Würde die Schweiz jetzt nicht einschreiten, seien spätestens Ende Februar noch teurere Maßnahmen nötig. Der für Finanzen zuständige Bundesrat Uli Maurer kündigte daher neue Hilfen für betroffene Unternehmen an. Er rechnet damit, dass landesweit 100.000 Unternehmen Härtefallanträge für den Ausgleich von Umsatzausfällen stellen.

Der Schweizer Bundesrat hatte verbindliche Vorschriften für alle Kantone im Kampf gegen die Verbreitung des Coronavirus lange gescheut. Daher verfolgten die regionalen Regierungen unterschiedliche Strategien: Die mehrheitlich französischsprachigen Kantone in der Westschweiz, etwa Genf, Jura und Freiburg, wurden bereits Ende Oktober stark von einer Infektionswelle getroffen. Sie schlossen daher Läden und Restaurants.

Unterschiedliche Regeln für Skigebiete

Mitte Dezember durfte die Gastronomie dort jedoch wieder öffnen, wenig später konnten sogar Kinos und Theater eine begrenzte Zahl von Besuchern empfangen. In vielen mehrheitlich deutschsprachigen Kantonen, etwa Zürich und St. Gallen waren auch Restaurants und Kneipen noch kurz vor Weihnachten unter Hygieneauflagen geöffnet.

Von Kanton zu Kanton verschieden waren auch die Regeln für Skigebiete: Engelberg-Titlis südlich von Luzern musste beispielsweise zwischen Weihnachten und Silvester für eine Woche schließen, weil die Krankenhäuser in der Umgebung stark ausgelastet waren. Im Nachbarkanton Bern, aber auch in Graubünden oder dem Wallis blieben sie dagegen durchgehend offen.

Der Schweizer Bundesrat hielt lange an seiner Strategie fest, den Kantonen nicht zu stark reinzureden. Erst Anfang Januar kippte die Bundesregierung eine Regelung, die es Kantonen mit einer „günstigen“ epidemiologischen Entwicklung erlaubte, Restaurants, Kneipen und Kulturbetriebe offen zu lassen. Und das, obwohl die Corona-Fallzahlen und die Zahl der Todesfälle bereits im November und Dezember deutlich über denen der europäischen Nachbarn lagen.

Auf dem Höhepunkt der Infektionswelle im November infizierten sich jeden Tag 800 bis 900 Menschen pro eine Million Einwohner mit dem Virus, wie aus Daten des Forschungsportals „Our World in Data“ der Universität Oxford hervorgeht. In Deutschland waren es zu dieser Zeit etwas mehr als 200 Menschen pro eine Million Einwohner.

Auch die Todeszahlen stiegen mit zeitlicher Verzögerung deutlich an: Zwischen Anfang und Mitte Dezember starben schweizweit jeden Tag elf Menschen pro eine Million Einwohner an oder mit dem Coronavirus. In Deutschland waren es zu diesem Zeitpunkt etwas mehr als vier Sterbefälle pro eine Million Einwohner.

AUFGABE 1:
Warum musste das Skigebiet Engelberg-Titlis laut dem Textauszug zur Corona-Politik der Schweiz zwischen Weihnachten und Silvester schließen?
AUFGABE 2:
Setze den Textauszug über die Corona-Lage in der Schweiz im Anschluss an seinen letzten Absatz fort.

BEREITGESTELLTE DATEN:
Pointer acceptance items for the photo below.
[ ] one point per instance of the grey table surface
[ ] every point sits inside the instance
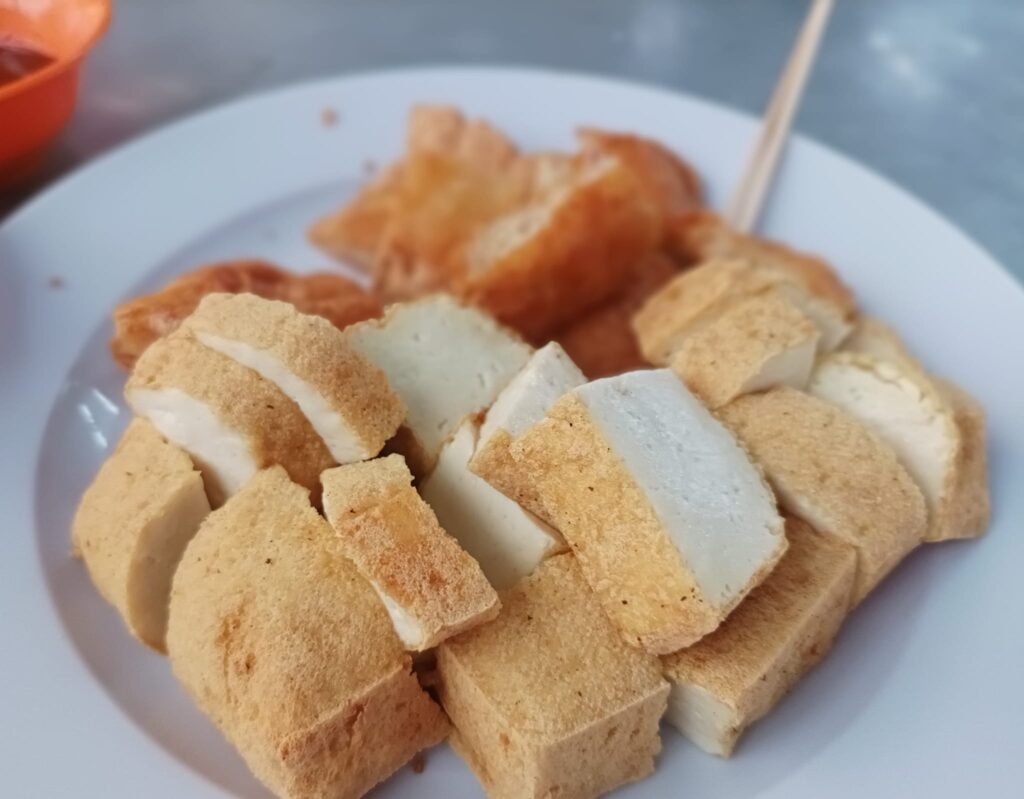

ANTWORT 1:
Es musste für eine Woche schließen, weil die Krankenhäuser in der Umgebung stark ausgelastet waren.

ANTWORT 2:
Sorge wegen britischer Virus-Variante

Inzwischen hat sich die Lage in der Schweiz den Daten zufolge zwar entspannt: Der Sieben-Tages-Durchschnitt der bestätigten Coronafälle lag zuletzt bei 350 pro eine Million Einwohner. Das liegt allerdings noch immer deutlich über dem Niveau Deutschlands.

Große Sorgen bereitet Bundesrat Berset jedoch die aus Großbritannien eingeschleppte, offenbar hochansteckende Coronavirus-Mutation. Die sorgte zuletzt dafür, dass in Großbritannien und Irland die Corona-Fallzahlen rapide stiegen.

Die Befürchtung: Sollte sie zu einem ähnlich starken Anstieg der Fallzahlen wie in Großbritannien führen, träfe die Infektionswelle auf ein ohnehin stark belastetes Gesundheitssystem. Dem Schweizer Bundesamt für Gesundheit (BAG) zufolge lag die Auslastung der zertifizierten Intensivbetten in den Schweizer Krankenhäusern am Mittwoch bei 85 Prozent. Rechnet man zusätzlich bereitgestellte sogenannte „Ad-hoc-Betten“ dazu, sind es immerhin noch 74 Prozent.

Gleichzeitig läuft auch die Impfkampagne in der Schweiz eher schleppend an: Zwar hatte die zuständige Zulassungsbehörde Swissmedic bereits am 19. Dezember grünes Licht für den Impfstoff von Pfizer und Biontech gegeben.

Im großen Maßstab begannen die Impfungen jedoch erst Anfang Januar – weil es an Impfstoffen fehlte, wie etwa das Universitätskrankenhaus Zürich bekanntgab. Besserung verspricht sich das BAG jedoch durch den Impfstoff von Moderna, der am Dienstag zugelassen wurde.

Nora Kronig, Vizedirektorin des BAG sagte: „Wir rechnen damit, dass wir bis zum Sommer genügend Impfdosen erhalten, dass sich alle impfen lassen können, die das wollen.“

Bis dahin droht großen Teilen der Schweizer Wirtschaft noch eine lange Durststrecke. Branchenverbände wie Hotellerie Suisse warnen: „Bei vielen Betrieben sind die Reserven infolge der anhaltenden Coronakrise bereits aufgebraucht.“ Die Bundesregierungen und Kantone müssten schnelle, unbürokratische Hilfen ausbauen und auf Umsatzerstattungen statt auf Hilfskredite setzen.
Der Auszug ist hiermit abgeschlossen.